• Information given:
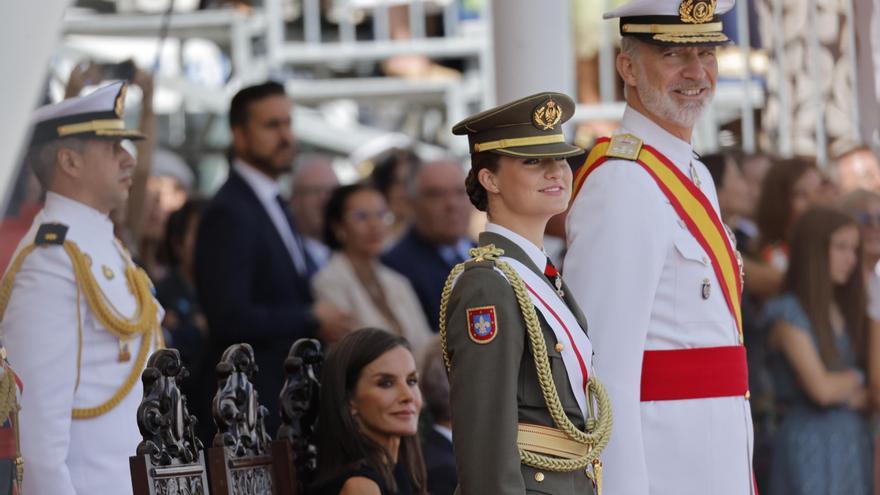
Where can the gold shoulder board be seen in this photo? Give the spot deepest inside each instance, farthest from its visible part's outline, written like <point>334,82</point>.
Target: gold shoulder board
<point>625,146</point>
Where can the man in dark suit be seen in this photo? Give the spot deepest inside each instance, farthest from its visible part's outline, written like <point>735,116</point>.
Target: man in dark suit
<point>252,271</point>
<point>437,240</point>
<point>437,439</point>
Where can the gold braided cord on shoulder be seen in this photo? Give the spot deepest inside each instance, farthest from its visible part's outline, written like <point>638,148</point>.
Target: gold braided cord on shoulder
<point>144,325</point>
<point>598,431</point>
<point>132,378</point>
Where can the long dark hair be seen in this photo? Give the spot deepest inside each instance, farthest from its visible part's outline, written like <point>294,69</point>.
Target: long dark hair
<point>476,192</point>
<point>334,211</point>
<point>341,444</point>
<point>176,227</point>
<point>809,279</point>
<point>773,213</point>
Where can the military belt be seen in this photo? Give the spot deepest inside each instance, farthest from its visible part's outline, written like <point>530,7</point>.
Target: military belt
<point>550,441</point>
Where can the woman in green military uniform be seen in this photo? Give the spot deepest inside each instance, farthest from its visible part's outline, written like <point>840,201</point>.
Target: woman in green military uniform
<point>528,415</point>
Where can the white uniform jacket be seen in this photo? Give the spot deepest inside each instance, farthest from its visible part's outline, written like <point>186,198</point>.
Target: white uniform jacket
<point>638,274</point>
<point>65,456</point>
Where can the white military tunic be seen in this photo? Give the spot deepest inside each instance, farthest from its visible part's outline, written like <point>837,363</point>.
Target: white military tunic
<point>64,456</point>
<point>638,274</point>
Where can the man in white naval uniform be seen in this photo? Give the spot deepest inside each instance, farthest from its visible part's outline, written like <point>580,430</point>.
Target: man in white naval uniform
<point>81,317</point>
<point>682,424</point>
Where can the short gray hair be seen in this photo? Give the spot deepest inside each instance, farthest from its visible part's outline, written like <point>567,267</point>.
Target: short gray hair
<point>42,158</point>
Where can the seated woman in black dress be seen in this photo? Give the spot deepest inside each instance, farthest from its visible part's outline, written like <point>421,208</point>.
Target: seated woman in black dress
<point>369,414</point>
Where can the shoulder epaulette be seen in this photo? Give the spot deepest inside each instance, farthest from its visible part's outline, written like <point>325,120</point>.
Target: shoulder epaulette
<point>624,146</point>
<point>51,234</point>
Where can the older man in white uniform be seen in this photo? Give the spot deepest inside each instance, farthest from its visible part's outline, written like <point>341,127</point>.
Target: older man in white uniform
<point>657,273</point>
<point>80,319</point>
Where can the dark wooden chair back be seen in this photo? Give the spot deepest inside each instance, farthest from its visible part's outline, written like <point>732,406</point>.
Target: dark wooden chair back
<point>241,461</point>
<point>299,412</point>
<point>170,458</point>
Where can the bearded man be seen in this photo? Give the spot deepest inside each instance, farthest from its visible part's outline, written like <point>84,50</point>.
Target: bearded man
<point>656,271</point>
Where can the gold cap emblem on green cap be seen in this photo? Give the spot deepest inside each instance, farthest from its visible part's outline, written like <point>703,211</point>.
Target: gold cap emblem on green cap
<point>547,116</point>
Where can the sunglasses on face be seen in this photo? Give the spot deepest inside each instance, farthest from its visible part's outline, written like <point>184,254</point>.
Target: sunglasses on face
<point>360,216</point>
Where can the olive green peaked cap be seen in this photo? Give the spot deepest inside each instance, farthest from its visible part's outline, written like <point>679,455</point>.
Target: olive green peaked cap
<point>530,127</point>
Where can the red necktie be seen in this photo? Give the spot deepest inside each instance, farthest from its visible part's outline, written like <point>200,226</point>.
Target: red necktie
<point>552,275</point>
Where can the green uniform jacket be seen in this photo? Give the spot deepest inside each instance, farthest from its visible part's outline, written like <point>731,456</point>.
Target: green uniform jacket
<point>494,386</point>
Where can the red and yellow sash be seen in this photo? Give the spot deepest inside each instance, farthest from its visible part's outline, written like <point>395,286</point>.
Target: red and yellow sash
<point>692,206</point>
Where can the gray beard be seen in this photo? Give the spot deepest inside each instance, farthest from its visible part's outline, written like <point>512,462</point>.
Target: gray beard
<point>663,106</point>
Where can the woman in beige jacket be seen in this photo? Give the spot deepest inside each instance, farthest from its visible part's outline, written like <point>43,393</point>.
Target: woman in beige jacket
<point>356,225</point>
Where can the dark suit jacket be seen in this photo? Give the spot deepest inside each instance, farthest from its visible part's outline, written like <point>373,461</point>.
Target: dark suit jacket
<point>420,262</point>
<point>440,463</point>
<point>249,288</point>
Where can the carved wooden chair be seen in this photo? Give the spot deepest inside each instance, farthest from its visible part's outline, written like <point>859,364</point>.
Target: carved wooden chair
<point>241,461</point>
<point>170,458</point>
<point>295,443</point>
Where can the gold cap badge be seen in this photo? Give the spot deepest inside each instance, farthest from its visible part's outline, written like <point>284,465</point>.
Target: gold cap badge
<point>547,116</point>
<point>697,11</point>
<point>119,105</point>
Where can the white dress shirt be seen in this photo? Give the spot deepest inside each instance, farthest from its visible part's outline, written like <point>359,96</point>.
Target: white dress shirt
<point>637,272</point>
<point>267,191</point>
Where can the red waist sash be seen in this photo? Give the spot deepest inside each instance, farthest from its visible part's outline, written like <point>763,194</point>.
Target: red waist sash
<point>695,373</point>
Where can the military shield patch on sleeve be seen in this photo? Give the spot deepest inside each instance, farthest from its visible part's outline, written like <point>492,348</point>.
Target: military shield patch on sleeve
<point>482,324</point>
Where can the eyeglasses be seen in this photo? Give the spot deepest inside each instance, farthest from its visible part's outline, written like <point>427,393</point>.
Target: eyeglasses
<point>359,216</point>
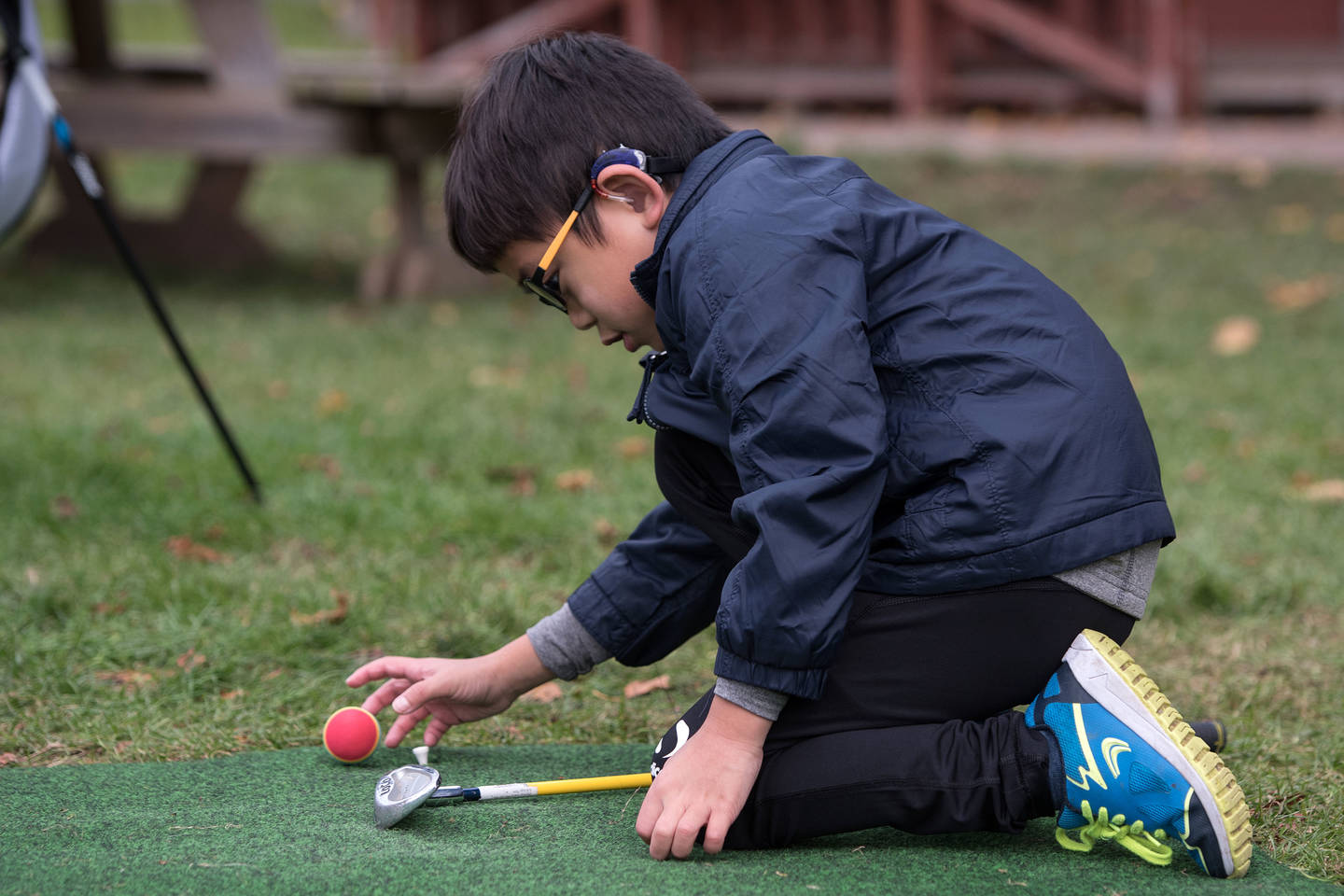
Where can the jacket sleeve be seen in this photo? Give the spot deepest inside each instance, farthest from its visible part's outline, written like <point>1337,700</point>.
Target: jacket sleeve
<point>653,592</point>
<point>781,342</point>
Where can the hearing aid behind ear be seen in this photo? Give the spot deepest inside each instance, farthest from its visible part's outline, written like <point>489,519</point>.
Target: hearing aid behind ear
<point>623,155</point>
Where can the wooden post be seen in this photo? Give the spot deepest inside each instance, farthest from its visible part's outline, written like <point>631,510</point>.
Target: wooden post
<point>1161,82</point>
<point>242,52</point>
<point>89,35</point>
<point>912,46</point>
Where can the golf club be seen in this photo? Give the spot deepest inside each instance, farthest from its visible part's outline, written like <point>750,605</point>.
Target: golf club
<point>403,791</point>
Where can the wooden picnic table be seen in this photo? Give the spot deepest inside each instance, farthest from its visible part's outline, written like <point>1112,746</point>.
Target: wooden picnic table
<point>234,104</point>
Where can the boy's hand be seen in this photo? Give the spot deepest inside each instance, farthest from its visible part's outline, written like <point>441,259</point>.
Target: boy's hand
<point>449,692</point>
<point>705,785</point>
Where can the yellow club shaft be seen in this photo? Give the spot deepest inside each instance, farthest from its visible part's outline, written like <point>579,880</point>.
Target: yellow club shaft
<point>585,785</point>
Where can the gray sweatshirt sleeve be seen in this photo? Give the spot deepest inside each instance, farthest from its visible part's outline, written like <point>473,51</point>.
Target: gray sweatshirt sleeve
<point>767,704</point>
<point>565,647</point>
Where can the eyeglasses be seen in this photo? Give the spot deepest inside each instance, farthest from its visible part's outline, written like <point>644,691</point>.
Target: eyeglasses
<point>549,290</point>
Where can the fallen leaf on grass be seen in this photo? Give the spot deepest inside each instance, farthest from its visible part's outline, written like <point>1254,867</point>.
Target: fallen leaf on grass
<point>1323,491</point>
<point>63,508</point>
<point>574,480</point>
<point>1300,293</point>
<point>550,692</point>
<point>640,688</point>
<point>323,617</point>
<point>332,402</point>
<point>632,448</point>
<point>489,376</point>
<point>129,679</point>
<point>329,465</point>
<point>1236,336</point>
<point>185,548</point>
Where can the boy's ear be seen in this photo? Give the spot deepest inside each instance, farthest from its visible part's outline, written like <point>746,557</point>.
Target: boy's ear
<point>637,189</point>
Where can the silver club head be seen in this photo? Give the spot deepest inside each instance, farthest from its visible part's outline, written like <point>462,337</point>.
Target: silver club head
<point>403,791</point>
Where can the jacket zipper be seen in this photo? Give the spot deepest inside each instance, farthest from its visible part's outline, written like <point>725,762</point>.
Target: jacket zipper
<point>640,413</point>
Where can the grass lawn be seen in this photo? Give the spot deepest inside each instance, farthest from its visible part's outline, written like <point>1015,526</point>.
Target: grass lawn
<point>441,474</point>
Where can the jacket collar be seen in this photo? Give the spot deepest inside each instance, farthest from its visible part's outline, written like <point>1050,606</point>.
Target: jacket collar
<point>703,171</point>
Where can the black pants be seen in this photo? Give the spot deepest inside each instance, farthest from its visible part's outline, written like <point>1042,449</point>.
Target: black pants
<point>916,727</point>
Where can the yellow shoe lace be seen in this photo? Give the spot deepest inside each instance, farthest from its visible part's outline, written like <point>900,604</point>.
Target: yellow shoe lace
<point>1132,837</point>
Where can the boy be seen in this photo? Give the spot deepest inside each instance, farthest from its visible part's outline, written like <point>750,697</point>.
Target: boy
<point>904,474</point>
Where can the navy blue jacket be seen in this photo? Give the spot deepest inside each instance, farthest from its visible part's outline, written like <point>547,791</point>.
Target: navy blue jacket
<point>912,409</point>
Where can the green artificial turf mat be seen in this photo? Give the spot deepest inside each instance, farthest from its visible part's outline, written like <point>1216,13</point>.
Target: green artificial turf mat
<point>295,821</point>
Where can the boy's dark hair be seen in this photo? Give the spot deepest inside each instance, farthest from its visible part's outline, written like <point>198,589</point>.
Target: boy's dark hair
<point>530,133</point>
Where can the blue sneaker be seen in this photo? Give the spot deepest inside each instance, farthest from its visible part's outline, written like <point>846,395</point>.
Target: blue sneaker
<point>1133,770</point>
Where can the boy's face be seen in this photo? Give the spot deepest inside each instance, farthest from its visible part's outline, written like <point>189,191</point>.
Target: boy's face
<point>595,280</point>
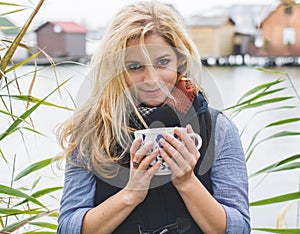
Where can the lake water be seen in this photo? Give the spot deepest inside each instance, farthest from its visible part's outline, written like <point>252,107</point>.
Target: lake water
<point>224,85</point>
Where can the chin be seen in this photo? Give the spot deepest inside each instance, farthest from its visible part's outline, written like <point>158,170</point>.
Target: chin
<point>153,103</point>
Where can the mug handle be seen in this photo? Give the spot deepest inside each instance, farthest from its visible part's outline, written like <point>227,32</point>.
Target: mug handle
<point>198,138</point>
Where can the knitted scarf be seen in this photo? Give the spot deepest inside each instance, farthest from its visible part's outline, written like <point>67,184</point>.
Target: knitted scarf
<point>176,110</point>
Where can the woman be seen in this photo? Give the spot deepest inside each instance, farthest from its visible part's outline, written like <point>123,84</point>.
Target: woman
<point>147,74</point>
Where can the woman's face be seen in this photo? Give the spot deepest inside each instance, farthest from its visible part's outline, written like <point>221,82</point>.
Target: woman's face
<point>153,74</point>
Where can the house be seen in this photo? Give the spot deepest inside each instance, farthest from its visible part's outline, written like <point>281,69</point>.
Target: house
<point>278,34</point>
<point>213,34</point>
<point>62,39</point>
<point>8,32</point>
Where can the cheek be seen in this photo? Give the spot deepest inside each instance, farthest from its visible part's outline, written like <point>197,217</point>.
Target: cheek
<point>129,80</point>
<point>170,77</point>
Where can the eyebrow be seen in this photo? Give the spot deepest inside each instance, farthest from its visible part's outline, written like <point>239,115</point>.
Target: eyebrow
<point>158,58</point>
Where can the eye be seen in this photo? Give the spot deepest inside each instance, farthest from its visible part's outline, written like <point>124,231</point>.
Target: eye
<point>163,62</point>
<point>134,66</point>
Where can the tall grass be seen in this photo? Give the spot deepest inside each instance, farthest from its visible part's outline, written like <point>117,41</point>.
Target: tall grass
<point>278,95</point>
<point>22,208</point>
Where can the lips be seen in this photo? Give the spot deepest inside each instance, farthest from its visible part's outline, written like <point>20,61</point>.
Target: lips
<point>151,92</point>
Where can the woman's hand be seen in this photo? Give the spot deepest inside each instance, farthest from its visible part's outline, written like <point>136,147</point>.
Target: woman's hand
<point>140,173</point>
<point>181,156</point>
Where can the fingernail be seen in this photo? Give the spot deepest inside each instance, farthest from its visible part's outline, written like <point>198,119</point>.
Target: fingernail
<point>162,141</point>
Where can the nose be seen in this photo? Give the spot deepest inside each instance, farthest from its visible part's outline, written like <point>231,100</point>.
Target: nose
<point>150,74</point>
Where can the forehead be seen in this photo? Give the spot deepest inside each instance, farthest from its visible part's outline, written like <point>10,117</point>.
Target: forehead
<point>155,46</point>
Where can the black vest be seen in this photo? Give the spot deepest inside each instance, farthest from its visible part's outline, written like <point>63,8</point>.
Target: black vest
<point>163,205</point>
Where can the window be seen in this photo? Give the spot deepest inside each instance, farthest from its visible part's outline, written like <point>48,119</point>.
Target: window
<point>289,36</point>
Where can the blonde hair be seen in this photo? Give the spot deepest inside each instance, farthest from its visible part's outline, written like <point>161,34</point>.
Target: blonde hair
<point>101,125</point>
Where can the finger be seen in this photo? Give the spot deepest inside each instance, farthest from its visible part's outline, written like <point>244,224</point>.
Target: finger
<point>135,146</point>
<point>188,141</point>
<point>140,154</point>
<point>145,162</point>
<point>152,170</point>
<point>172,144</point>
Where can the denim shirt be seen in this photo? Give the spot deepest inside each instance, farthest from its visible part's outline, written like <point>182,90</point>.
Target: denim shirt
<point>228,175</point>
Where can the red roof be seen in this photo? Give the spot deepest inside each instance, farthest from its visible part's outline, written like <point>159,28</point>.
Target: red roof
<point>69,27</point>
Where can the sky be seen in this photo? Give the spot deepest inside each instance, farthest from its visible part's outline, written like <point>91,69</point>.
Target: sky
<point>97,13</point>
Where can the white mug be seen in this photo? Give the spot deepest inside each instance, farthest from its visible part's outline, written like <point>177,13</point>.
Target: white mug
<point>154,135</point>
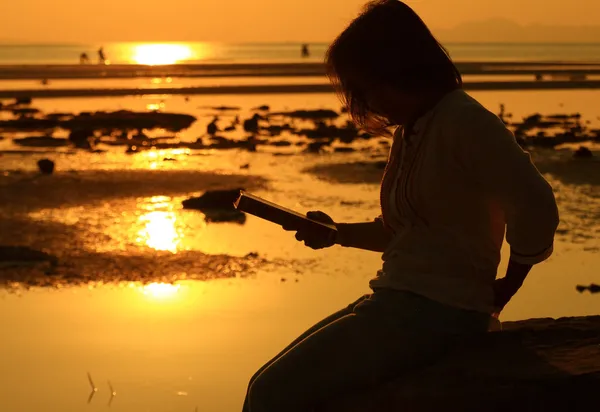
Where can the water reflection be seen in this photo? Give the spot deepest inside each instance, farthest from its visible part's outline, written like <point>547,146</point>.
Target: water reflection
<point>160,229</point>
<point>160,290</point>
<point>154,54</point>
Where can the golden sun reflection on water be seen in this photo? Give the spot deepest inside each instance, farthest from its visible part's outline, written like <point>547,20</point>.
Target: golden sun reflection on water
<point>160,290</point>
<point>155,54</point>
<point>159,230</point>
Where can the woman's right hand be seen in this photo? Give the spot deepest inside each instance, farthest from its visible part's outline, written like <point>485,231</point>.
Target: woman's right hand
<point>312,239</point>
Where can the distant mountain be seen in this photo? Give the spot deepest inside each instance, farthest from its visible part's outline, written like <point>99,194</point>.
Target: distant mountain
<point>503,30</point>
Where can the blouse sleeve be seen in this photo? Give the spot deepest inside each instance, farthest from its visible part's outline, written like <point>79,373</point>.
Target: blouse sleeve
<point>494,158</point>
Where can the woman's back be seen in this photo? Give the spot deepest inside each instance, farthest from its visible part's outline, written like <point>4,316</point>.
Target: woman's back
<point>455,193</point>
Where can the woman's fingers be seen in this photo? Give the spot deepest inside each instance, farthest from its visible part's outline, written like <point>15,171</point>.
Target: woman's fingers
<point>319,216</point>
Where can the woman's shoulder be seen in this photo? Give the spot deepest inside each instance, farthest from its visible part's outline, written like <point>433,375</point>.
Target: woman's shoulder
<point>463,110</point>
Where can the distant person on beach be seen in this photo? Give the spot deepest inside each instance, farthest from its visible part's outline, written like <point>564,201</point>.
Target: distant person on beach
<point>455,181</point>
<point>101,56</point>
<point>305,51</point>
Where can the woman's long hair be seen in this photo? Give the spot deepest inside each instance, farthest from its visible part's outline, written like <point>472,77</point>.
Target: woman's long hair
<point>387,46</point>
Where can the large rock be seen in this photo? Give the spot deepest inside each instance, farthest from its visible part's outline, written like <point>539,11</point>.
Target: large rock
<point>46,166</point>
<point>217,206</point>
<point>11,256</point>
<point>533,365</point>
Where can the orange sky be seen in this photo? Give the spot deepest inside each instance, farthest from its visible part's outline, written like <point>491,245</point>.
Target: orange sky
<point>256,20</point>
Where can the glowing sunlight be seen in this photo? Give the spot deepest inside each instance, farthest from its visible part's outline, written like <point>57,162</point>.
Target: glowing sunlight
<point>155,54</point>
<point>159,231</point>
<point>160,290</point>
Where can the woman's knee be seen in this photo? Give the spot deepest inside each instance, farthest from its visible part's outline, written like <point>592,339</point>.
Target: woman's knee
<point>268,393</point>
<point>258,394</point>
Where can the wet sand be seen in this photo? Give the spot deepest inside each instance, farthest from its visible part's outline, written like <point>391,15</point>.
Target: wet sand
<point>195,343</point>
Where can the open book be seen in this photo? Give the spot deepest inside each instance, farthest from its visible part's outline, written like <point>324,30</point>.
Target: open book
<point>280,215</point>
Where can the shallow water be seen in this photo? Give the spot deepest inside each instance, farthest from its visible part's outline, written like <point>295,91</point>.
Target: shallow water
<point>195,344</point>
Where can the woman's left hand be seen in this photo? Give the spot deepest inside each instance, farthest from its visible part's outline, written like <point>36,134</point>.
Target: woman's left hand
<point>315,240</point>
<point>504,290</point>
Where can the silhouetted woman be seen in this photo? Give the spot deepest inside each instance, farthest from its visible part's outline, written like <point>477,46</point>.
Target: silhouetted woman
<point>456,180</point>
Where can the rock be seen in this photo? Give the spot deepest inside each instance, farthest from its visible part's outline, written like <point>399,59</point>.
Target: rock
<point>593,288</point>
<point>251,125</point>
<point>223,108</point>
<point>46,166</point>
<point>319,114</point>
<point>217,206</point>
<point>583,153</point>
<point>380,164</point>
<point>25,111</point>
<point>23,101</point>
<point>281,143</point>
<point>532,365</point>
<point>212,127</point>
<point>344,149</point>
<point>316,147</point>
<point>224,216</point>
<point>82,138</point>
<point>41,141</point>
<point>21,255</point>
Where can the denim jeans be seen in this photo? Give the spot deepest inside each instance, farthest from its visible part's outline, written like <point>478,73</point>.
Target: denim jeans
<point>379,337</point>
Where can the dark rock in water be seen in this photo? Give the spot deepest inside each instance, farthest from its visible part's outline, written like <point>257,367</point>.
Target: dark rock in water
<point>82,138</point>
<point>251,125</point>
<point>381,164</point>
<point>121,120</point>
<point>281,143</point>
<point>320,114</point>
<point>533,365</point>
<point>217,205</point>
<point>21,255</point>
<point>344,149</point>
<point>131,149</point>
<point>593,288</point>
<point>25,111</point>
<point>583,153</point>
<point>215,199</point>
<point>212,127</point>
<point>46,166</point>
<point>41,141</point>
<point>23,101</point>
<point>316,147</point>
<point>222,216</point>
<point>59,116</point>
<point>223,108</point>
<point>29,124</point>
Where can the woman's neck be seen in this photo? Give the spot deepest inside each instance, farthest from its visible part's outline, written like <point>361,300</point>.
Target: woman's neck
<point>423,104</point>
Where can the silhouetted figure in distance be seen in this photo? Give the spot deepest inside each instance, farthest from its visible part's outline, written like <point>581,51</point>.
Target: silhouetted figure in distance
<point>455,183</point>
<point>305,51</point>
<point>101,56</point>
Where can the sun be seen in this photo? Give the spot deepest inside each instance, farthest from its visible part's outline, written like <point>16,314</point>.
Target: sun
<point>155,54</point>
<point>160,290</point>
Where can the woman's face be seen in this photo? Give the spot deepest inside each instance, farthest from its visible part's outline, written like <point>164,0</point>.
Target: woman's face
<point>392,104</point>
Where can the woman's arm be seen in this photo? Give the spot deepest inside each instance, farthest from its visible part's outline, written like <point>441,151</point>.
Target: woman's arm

• Exercise goal: Reproduce the entries verbatim, everything from the line containing "Where can the red necktie" down to the line containing "<point>552,275</point>", both of those lines included.

• The response:
Where can the red necktie be seen in this photo? Give the spot deepest inside each instance, farthest from its visible part's outline, written like <point>200,226</point>.
Target: red necktie
<point>552,275</point>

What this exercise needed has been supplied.